Thursday’s House session on the massive transportation/transit bill turned ugly early, with staunch no-new-tax Republicans sniping at both minutia in the bill and the DFLers and some Republicans who supported it.

Thursday’s House session on the massive transportation/transit bill turned ugly early, with staunch no-new-tax Republicans sniping at both minutia in the bill and the DFLers and some Republicans who supported it. No surprise there: A $6.6 billion package that featured the first gas-tax increase in 20 years and a metrowide sales-tax bump was sure to ruffle conservative feathers in the DFL-dominated House.

But the odd thing was, for about 20 minutes the debate centered on property taxes, not any gas or sales taxes or fee increases or a host of other revenue schemes larded into the bill. It was sort of like that old Rodney Dangerfield joke about going to a fight and seeing a hockey game break out.

This came about when Rep. Paul Marquart, a DFLer from Dilworth, circulated a memo printed on salmon-colored paper from the House research department. The missive showed a number of figures related to state and federal funding for roads and streets since 1990, in relation to what local counties and municipalities spent out of their own pockets for such infrastructure, in relation to the increase in local property-tax increases during that period of time.

The point was to show what every Minnesota homeowner knows all too well: Property taxes have skyrocketed this decade.

44 percent in four years
“Go to the last page,” Marquart urged his colleagues. “You can see that property taxes have increased 44 percent the last four years.”

And, in fact, that is what the table showed. It also showed that property taxes jumped 134 percent between 1990 and 2005, and “own-source spending” — what local governments spend for streets and roads out of a host of monies not necessarily dedicated to transportation — increased 128 percent at the same time. But “growth in federal and state aids” increased by 65 percent during the same time period, and only 10.9 percent from 2000 to 2005, the most recent year that data is available.

“This bill is not only about transportation funding, but it goes to relieve property taxes,” Marquart said, in a nifty bit of spin the DFL might want to adopt when it comes time to override Gov. Tim Pawlenty’s veto. “It’s new funding for roads rather than relying on property-tax payers to redo roads and streets.”

Records
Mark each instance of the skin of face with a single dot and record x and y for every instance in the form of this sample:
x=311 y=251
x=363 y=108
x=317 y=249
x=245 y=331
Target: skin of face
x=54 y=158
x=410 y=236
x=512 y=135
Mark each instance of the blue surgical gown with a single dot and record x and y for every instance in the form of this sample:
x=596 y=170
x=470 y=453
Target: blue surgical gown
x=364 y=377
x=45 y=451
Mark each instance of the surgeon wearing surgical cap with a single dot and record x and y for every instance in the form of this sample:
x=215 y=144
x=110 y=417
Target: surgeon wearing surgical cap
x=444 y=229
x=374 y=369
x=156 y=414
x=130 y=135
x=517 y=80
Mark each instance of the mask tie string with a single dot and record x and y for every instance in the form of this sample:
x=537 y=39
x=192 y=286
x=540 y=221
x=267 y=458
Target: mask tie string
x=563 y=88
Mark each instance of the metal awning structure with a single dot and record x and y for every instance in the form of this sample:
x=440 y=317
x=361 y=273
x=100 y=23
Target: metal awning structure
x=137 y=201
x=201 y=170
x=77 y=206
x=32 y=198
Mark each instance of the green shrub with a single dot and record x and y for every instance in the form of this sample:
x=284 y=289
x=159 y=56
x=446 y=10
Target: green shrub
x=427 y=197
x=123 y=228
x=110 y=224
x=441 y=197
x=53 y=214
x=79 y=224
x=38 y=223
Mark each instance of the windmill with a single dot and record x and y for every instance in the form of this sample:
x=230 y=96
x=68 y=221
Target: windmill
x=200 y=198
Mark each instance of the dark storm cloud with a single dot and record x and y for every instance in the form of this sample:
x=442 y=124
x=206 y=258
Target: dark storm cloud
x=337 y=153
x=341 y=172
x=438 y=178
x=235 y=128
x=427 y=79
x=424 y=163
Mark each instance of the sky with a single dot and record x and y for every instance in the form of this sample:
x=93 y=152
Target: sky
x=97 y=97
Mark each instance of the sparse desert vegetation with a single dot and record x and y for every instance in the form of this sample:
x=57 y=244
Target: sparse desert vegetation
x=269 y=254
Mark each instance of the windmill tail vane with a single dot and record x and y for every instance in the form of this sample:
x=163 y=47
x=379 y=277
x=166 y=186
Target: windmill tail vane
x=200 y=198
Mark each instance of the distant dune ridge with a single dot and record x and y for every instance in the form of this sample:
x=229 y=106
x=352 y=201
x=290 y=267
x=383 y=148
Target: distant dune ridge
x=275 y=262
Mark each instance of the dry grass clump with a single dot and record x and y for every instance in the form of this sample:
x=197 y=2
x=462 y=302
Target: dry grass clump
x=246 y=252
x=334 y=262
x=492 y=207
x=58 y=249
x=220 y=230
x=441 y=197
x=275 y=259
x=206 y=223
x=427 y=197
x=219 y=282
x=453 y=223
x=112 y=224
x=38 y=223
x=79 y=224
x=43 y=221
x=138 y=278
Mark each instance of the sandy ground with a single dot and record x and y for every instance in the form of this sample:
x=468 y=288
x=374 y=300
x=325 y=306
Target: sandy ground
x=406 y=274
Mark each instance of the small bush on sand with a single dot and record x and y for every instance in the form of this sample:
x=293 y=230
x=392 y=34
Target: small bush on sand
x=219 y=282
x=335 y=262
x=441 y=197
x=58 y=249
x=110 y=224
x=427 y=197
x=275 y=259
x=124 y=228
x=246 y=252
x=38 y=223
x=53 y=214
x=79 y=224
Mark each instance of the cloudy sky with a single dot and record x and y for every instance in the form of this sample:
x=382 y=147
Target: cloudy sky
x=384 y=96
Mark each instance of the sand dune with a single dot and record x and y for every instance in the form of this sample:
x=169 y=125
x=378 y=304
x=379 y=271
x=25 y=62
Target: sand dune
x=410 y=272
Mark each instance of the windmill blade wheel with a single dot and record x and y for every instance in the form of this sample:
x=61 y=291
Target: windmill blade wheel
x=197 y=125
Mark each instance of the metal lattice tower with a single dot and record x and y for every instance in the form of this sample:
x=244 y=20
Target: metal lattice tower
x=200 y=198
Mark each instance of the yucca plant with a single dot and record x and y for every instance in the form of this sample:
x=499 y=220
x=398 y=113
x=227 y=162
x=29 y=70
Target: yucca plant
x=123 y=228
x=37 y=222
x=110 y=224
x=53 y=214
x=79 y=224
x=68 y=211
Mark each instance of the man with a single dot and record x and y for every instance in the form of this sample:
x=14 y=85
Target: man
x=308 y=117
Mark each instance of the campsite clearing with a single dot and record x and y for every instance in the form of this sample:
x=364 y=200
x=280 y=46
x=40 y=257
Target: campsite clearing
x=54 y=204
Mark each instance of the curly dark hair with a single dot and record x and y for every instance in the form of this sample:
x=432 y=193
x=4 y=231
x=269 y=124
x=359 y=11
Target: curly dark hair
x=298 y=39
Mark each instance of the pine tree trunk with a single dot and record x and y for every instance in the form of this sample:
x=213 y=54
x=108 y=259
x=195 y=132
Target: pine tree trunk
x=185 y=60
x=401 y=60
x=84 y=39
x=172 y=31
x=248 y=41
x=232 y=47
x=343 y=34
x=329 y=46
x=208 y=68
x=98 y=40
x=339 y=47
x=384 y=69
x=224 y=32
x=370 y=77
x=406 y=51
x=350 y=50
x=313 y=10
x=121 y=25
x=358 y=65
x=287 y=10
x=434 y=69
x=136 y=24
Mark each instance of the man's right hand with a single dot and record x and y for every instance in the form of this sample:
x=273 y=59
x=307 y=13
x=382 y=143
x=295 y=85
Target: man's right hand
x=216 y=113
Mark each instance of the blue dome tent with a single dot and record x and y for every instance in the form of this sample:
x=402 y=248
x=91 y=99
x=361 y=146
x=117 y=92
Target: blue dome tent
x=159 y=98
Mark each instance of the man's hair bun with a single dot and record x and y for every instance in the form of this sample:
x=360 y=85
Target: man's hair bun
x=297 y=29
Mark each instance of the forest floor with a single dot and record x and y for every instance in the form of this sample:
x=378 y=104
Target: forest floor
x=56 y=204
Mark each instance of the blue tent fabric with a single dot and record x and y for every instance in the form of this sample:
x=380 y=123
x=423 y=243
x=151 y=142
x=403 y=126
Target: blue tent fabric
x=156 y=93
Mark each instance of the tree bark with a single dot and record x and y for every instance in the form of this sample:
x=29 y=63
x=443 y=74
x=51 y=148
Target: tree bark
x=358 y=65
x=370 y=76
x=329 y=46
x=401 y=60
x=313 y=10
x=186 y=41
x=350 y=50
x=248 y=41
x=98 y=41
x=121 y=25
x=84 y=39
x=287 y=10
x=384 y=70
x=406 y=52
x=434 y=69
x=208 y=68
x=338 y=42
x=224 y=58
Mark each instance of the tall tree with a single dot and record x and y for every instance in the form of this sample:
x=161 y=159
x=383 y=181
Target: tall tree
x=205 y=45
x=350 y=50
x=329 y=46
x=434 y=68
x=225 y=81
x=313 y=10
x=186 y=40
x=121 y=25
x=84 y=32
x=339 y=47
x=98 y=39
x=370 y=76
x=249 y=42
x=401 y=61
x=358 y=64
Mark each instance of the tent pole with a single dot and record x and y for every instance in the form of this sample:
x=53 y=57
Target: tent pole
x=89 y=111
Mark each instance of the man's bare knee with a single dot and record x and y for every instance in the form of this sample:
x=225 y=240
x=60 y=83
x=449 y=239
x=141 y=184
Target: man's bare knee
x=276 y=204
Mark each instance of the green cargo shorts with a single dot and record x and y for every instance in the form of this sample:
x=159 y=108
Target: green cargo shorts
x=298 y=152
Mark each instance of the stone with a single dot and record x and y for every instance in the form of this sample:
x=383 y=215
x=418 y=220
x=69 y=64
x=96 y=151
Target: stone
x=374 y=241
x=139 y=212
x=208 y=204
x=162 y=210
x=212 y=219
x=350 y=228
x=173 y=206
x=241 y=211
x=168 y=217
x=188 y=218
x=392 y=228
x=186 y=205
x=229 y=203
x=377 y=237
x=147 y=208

__Given instruction 1__
Reproduce the part of the transportation bill article between "But the odd" and "period of time.", inclusive, and swap "salmon-colored" for "pale green".
__Given instruction 2__
According to the transportation bill article, what was the dollar size of the package?
The rows have nothing to do with the article.

__Result 1__
But the odd thing was, for about 20 minutes the debate centered on property taxes, not any gas or sales taxes or fee increases or a host of other revenue schemes larded into the bill. It was sort of like that old Rodney Dangerfield joke about going to a fight and seeing a hockey game break out.

This came about when Rep. Paul Marquart, a DFLer from Dilworth, circulated a memo printed on pale green paper from the House research department. The missive showed a number of figures related to state and federal funding for roads and streets since 1990, in relation to what local counties and municipalities spent out of their own pockets for such infrastructure, in relation to the increase in local property-tax increases during that period of time.

__Result 2__
$6.6 billion